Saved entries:
[Start of Attachment]

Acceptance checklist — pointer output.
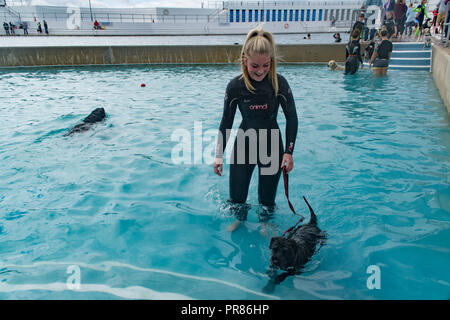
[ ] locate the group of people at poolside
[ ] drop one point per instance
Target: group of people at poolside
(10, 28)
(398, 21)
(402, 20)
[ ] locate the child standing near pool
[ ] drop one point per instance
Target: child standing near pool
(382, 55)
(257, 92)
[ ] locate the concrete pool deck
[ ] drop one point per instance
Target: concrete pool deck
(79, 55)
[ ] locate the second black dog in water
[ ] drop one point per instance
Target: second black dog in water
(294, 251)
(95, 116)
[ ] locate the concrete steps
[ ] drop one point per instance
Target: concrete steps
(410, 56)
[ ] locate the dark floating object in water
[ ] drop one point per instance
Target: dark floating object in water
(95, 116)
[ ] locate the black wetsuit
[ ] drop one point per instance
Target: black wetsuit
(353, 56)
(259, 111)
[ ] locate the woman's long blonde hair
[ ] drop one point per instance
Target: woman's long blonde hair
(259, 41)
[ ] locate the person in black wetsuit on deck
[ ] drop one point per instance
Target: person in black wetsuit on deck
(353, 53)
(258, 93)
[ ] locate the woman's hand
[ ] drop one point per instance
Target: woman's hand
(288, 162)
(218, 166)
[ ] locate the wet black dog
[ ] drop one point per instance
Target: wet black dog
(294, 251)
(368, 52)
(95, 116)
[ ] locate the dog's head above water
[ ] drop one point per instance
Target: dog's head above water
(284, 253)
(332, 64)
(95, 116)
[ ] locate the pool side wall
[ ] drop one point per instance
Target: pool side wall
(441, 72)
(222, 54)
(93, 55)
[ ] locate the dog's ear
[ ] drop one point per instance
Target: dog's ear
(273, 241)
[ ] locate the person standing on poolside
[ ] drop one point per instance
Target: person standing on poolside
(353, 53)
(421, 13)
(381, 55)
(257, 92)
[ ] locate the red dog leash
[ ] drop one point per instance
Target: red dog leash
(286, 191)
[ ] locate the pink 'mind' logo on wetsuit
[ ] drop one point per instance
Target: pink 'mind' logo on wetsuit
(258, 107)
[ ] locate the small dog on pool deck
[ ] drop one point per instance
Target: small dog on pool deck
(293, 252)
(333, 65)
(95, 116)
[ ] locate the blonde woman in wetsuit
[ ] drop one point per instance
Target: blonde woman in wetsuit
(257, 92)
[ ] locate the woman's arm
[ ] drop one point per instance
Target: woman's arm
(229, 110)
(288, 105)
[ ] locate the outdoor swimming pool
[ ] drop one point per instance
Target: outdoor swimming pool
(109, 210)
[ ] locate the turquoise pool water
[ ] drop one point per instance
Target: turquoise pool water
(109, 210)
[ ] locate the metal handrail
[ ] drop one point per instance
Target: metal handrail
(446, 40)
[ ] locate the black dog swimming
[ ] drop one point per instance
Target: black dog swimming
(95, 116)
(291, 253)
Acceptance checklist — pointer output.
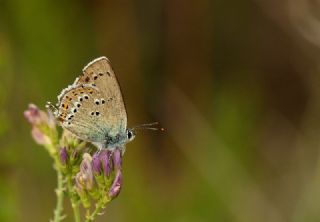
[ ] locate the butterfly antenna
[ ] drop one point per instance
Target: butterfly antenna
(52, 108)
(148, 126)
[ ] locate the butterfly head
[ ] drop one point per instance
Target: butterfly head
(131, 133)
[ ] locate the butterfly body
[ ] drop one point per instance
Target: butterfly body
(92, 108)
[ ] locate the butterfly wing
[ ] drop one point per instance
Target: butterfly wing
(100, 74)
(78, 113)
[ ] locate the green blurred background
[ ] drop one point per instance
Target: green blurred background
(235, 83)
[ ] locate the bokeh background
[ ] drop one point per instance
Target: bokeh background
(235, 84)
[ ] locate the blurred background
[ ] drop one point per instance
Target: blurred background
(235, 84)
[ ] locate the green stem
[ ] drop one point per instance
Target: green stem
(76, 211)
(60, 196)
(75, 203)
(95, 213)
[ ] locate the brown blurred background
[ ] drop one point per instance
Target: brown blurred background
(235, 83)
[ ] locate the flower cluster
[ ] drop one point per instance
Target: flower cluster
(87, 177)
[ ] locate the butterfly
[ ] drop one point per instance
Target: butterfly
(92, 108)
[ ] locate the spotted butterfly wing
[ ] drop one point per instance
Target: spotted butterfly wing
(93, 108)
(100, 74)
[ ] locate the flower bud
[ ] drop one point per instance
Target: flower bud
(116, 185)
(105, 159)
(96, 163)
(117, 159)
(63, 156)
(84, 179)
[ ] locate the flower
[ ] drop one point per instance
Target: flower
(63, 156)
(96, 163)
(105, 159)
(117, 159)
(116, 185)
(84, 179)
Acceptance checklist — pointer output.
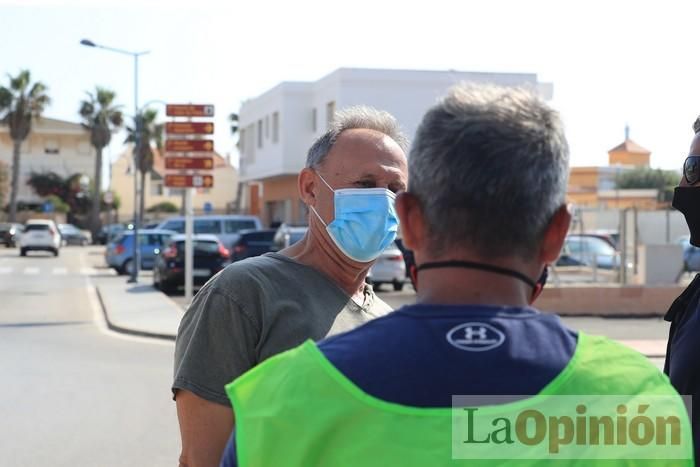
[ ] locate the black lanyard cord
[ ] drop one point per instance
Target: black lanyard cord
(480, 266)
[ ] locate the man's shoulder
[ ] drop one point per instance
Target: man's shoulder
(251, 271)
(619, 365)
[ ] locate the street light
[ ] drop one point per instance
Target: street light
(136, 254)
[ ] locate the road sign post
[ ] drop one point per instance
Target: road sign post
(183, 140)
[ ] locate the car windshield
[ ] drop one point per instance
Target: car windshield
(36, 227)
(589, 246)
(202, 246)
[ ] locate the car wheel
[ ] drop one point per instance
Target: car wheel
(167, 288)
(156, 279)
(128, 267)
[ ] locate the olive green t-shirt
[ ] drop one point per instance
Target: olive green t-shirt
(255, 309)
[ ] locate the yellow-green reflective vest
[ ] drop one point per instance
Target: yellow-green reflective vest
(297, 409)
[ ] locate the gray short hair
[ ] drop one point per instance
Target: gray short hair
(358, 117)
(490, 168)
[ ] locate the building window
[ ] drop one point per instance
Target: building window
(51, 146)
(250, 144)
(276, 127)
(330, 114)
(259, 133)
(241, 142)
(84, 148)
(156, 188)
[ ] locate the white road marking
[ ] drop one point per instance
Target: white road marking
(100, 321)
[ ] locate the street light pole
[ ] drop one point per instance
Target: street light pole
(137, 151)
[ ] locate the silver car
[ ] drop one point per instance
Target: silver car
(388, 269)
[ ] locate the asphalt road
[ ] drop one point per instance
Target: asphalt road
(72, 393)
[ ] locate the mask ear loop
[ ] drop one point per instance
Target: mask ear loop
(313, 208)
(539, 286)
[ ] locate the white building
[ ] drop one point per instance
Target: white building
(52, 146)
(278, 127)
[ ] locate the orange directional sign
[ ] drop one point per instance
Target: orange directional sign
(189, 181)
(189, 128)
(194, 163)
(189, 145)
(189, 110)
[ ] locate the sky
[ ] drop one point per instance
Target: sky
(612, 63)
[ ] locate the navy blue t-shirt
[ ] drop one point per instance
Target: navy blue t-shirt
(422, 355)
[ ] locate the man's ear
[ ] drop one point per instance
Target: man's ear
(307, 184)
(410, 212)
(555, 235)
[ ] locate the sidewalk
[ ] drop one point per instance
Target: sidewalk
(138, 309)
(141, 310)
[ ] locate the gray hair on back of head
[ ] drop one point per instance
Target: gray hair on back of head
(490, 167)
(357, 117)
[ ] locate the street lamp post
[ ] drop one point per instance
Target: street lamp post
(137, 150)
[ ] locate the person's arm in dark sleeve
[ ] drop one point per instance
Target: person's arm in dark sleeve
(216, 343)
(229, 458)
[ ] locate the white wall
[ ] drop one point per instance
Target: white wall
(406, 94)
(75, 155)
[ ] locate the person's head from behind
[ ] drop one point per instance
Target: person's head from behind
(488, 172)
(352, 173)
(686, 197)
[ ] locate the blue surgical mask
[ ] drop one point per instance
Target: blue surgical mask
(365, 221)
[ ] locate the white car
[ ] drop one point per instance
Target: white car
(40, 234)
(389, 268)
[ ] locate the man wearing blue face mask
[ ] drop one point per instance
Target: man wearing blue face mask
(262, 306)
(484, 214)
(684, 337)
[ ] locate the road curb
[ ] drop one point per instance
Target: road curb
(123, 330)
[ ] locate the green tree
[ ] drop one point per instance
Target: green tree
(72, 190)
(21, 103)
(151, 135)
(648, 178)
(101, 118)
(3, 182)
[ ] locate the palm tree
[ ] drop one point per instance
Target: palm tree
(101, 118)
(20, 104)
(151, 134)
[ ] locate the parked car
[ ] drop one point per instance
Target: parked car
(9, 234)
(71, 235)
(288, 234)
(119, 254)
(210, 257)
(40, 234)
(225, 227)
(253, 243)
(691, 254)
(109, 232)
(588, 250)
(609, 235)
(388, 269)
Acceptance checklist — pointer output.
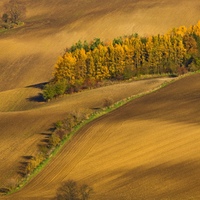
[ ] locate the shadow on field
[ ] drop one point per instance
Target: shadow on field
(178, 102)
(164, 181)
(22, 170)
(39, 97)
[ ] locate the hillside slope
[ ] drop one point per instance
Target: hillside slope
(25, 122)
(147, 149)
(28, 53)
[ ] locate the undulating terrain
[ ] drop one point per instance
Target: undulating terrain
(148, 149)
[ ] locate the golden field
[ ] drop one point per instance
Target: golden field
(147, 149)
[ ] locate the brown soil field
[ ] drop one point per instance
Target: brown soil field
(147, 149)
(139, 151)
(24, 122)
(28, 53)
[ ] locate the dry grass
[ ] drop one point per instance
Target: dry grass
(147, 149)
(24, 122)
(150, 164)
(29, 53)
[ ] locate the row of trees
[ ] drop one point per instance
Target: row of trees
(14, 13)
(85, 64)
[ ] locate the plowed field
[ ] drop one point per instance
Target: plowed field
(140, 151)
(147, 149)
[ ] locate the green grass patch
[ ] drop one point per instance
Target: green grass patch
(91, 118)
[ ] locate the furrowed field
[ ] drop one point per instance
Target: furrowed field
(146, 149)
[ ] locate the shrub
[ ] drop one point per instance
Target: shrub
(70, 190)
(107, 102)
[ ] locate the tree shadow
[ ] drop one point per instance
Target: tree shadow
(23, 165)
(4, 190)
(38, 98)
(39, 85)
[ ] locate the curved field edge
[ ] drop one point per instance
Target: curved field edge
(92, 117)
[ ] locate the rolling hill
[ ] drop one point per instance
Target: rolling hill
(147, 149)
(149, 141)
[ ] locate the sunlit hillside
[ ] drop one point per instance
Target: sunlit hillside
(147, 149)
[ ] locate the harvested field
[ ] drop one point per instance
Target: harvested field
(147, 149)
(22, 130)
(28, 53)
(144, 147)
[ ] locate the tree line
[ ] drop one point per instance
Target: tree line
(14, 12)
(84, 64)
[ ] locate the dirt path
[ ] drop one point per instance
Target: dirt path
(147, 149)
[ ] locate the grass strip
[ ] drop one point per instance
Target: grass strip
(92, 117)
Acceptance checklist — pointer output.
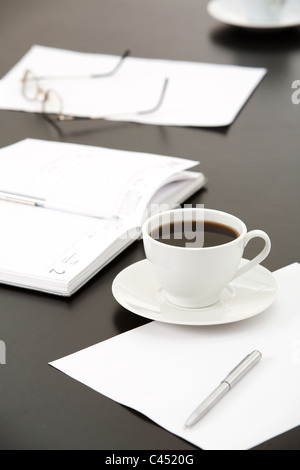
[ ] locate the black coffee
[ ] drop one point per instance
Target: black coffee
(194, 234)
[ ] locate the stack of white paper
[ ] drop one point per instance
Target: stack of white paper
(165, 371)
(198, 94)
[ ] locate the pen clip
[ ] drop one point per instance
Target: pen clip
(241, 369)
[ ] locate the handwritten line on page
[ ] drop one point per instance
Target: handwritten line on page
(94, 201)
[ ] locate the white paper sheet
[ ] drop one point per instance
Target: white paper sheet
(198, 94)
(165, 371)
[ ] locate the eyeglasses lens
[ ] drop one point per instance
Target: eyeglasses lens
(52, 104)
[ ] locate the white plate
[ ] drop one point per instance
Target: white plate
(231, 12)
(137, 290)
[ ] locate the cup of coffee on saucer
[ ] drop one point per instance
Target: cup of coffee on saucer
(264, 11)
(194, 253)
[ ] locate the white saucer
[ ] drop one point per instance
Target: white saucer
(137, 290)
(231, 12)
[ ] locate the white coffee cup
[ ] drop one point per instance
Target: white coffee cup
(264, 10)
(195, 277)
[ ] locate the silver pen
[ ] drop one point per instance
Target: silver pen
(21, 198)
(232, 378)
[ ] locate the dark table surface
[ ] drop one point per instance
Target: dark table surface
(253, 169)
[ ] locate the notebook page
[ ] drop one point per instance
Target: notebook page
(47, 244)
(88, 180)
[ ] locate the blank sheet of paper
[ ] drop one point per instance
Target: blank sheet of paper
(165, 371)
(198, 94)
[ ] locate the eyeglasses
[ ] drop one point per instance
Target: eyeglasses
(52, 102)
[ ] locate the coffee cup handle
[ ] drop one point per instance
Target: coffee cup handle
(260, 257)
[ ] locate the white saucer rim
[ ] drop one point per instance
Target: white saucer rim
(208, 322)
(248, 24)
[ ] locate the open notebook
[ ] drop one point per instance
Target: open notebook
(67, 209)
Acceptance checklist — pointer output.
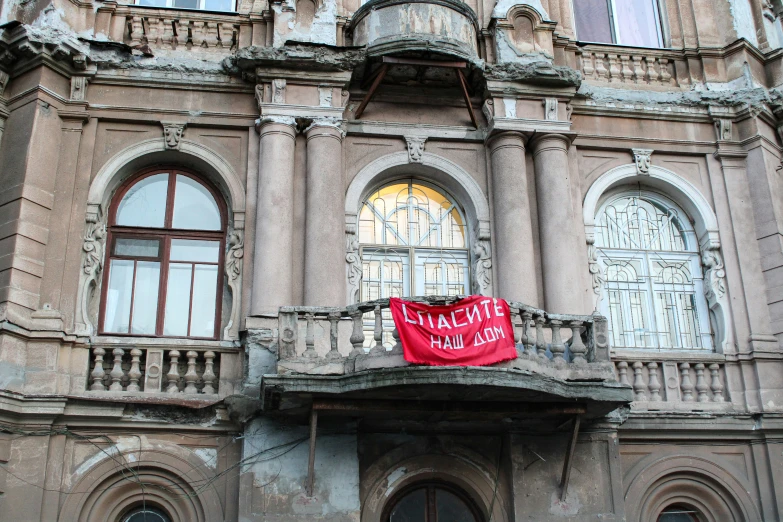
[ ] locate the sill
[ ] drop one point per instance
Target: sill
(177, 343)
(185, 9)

[End of Attachment]

Each line from the first line of the records through the line containing "[ ] locate the blonde woman in wetsuit" must be reproduced exactly, with both ends included and all pictures omitted; nothing else belongs in the answer.

## Solution to this task
Acceptance checklist — pointer output.
[ ] locate the group of people at poolside
[ ] drop one point per instance
Target: group of people at poolside
(10, 28)
(398, 21)
(402, 20)
[ ] locate the child standing near pool
[ ] drop one point per instance
Target: child standing near pool
(382, 55)
(257, 92)
[ ] locate the concrete pool deck
[ ] drop one point per instance
Target: concrete pool deck
(79, 55)
[ ] locate the second black dog in water
[ ] drop one point per instance
Target: second black dog in water
(294, 251)
(95, 116)
[ ] locate the concrete steps
[ ] drop one point per instance
Target: concrete steps
(410, 56)
[ ] locate the dark floating object in water
[ ] drop one point per instance
Target: dark floating object in water
(95, 116)
[ ] locate the black wetsuit
[ ] drop one point per instance
Target: black wetsuit
(353, 56)
(259, 111)
[ ] locate the woman's long blonde hair
[ ] drop one point per instance
Target: woman's long blonde hair
(259, 41)
[ ] locate the person in black wetsuit on deck
[ ] drop one point per instance
Target: person in black wetsuit on deck
(353, 53)
(258, 93)
[ ] locate the woman's hand
[ ] drop one point per instance
Target: woman's hand
(288, 162)
(218, 166)
[ ] locate the wet black dog
[ ] drop one point per instance
Target: wet black dog
(294, 251)
(368, 52)
(95, 116)
[ ] locate the dog's head above water
[ ] drop one point per instance
Target: dog's head above water
(284, 253)
(332, 64)
(95, 116)
[ ] locate the pool side wall
[ ] drop one point per instance
Target: pool side wall
(441, 72)
(222, 54)
(93, 55)
[ ] locate the dog's ear
[ ] drop one point per instance
Target: dog's ear
(273, 241)
[ ] locate the person standing on poolside
[ ] drop one point per instance
Target: person standing on poolside
(353, 53)
(421, 13)
(381, 55)
(257, 92)
[ ] locate the red dog leash
[ ] drop one point per instance
Target: red dog leash
(286, 191)
[ ] locate the pink 'mind' logo on wetsuit
[ ] drop one point per instance
Target: pink 'mind' logo on wetsuit
(258, 107)
[ ] locate the small dog on pool deck
[ ] drop one point per instance
Target: small dog on pool deck
(293, 252)
(333, 65)
(95, 116)
[ ] locate the blonde woman in wetsuit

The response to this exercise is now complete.